At the lower end of each plot, water and sediment were collected in a concrete catchbox where part of the sediment (the 'bed load') was deposited. The remaining water and sediment (the 'suspended load') flowed via a slotted collecting manifold to the tipping bucket runoff measuring device, mounted in a 1.5-m-deep pit connected to a water disposal system. A small sample of runoff was continuously withdrawn and collected for sediment concentration measurement, via a PVC pipe with slots exposed to flow from the tipping bucket. Total loss of suspended sediment was calculated by multiplying average concentration by the total volume of runoff. Measurements were taken only through the summer rainy season (between 1 June and 20 October) because significant rainfall events outside this period are rare.
The rainfall simulator used flat fan nozzles oscillating so their spray pattern swept to and fro across 2 adjacent plots 2m by 0.75m within the support frame, as described by Loch (1996). Rainfall energy and intensity could be adjusted via nozzle size selection, water pressure, and spray sweep rates. Calibrated rainfall intensity was 82.5mm/h in these tests. Runoff from each plot was collected simultaneously into 2 containers, via collector trays and a vacuum suction system. Starting times for rainfall and runoff were recorded, and volume scales on the collection containers read at 5-min intervals until the runoff rate was almost constant.
Soil properties of the experimental sites were measured by sampling the surface 0-0.2m layer of each plot for organic matter, available N and P, and particle distribution. Soil organic matter (SOM) was determined by dry combustion, and N and P were determined using the methods developed by Wells and Williams (1996). Soil samples were fully dispersed for the particle size distribution analysis to determine the soil texture. Undisturbed soil cores for bulk density, soil porosity, field capacity, and soil water content were obtained from different depths of soil layers of each treatment. The samples were weighed wet, dried at 105[degrees]C for 48h, and weighed again to determine bulk density and soil water content.
Field plot results
Annual wet-season runoff for all runoff plot treatments, together with annual wet season (1 June and 20 October) rainfall and cumulative values over the 5 years of the experiment, are presented in Table 3. Rainfall of relatively low intensity occurred in 1998, 2000, and 2002, resulting in little or no runoff, but substantial runoff occurred in 1999 and 2001.
A much greater proportion of rainfall became runoff in 1999 despite the relatively small rainfall, and this can be attributed to high-intensity storms on 17 and 18 August. Similar events occurred in 2001 when almost 300mm fell between late June and late August, with storms on 24 and 27 July, and between August 6 and 10. The duration, intensity, and amount of daily rainfall of runoff-producing rainfall events (> 10 mm) in 1999 is presented in Table 4.
The event of 18 August is illustrated in Fig. 2 and Table 5. This event produced 44mm total rainfall with a peak rainfall rate of 114.9 mm/h, and [I.sub.60] (the greatest rainfall in one 60-min period) of 38.6 mm, or 88% of the total event rainfall. It would be classified as a strong erosion-producing storm, according to Jiao et al. (1999). Frequency distribution analysis of daily rainfall at Shouyang between 1967 and 1999 showed that erosive rainfall events of >40 mm/day occurred 39 times in 33 years, mainly during the months of July and August. Events of >50mm/day occurred 15 times, and events of > 100mm/day occurred twice.

■ ■ ■ ■

● **Work instructions**:
1: From the soil erosion study, extract the passage starting with "A much greater" and going on through "in Table 4.".
2: In the soil erosion study, what was the calibrated rainfall intensity of the simulator tests?
3: Continue writing the soil erosion study from its last sentence.
The records have nothing to do with the soil erosion study.

■ ■ ■ ■

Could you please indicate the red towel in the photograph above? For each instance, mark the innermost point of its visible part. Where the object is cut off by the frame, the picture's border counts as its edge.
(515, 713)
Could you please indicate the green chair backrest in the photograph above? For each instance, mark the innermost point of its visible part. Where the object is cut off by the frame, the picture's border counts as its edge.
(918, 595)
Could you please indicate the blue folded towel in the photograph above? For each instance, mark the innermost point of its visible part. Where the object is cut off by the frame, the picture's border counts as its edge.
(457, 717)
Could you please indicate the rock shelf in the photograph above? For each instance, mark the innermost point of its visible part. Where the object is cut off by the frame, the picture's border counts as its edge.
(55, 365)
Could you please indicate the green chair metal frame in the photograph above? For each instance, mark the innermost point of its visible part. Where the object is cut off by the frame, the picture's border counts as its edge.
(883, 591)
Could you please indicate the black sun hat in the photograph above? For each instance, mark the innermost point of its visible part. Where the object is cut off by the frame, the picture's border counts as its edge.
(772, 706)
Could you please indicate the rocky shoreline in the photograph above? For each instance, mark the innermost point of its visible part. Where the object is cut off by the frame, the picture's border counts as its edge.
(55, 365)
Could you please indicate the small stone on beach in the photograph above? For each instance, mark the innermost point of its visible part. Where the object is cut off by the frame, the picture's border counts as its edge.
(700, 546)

■ ■ ■ ■

● **Replies**:
1:
A much greater proportion of rainfall became runoff in 1999 despite the relatively small rainfall, and this can be attributed to high-intensity storms on 17 and 18 August. Similar events occurred in 2001 when almost 300mm fell between late June and late August, with storms on 24 and 27 July, and between August 6 and 10. The duration, intensity, and amount of daily rainfall of runoff-producing rainfall events (> 10 mm) in 1999 is presented in Table 4.

2: 82.5 mm/h

3:
[FIGURE 2 OMITTED]
Annual soil loss
Soil loss was monitored throughout the wet seasons of 1998 and 1999, and the data are summarised in Table 6 and Fig. 3. Under the well-distributed, low intensity rainfall of 1998, soil loss was very small from all treatments. Soil losses were much larger in 1999, as a result of the greater runoff from the 2 intense rainfall events, but losses in these conditions were much smaller from treatments providing greater residue cover and reduced soil compaction.
The treatment NTCN reduced soil loss to 1.5 t/ha, 80% less than that of the mouldboard plough (control) treatment CK. Soil loss was also relatively small (2.3 t/ha) from STCN, but without residue cover (STNN), losses were much greater (10.2t/ha). NTCC plots lost 3.8 t/ha, but the greatest soil loss, 11.3 t/ha, occurred from NTNC plots. Soil loss from this plot was considerably greater than that from the traditional mouldboard plough treatment.
Rainfall simulator results
Rainfall simulator test results are illustrated in Fig. 4 as infiltration rate v. rainfall time. The means and l.s.d. analysis for time to runoff, steady infiltration rate, total runoff, and infiltration after 40 min rainfall are presented in Table 7. These data illustrate large effects of compaction and residue cover. Non-compacted soil with 70% residue cover had the least runoff, greatest infiltration rate, and was the last to produce runoff.
[FIGURE 3 OMITTED]
Rainfall simulation data from wheel compaction treatments demonstrated large and significant effects. Total runoff, total infiltration, time to runoff, and steady infiltration rate of residue-covered soil wheeled by the medium (3.6 t) tractor was 350%, 15%, 33%, and 15%, respectively, of that from non-wheeled residue-covered soil (NTCN 70), and the effects of wheeling with the small (1.8 t) tractor were only slightly less. Data from non-compacted soil illustrate the significant effects of residue protection of the soil surface. Total runoff, total infiltration, time to runoff, and steady infiltration rate of non-compacted, unprotected soil (NTCN 0) was 190%, 70%, 36%, and 85%, respectively, of that from 70% residue covered soil (NTCN 70). Values from 30% residue covered soil fell about midway between these two.
[FIGURE 4 OMITTED]
Bulk density profiles taken after the compaction treatment, illustrated in Fig. 5, suggest that the impact of the 1.8-t and 3.6-t tractors did not extend below 0.15 and 0.25 m, respectively.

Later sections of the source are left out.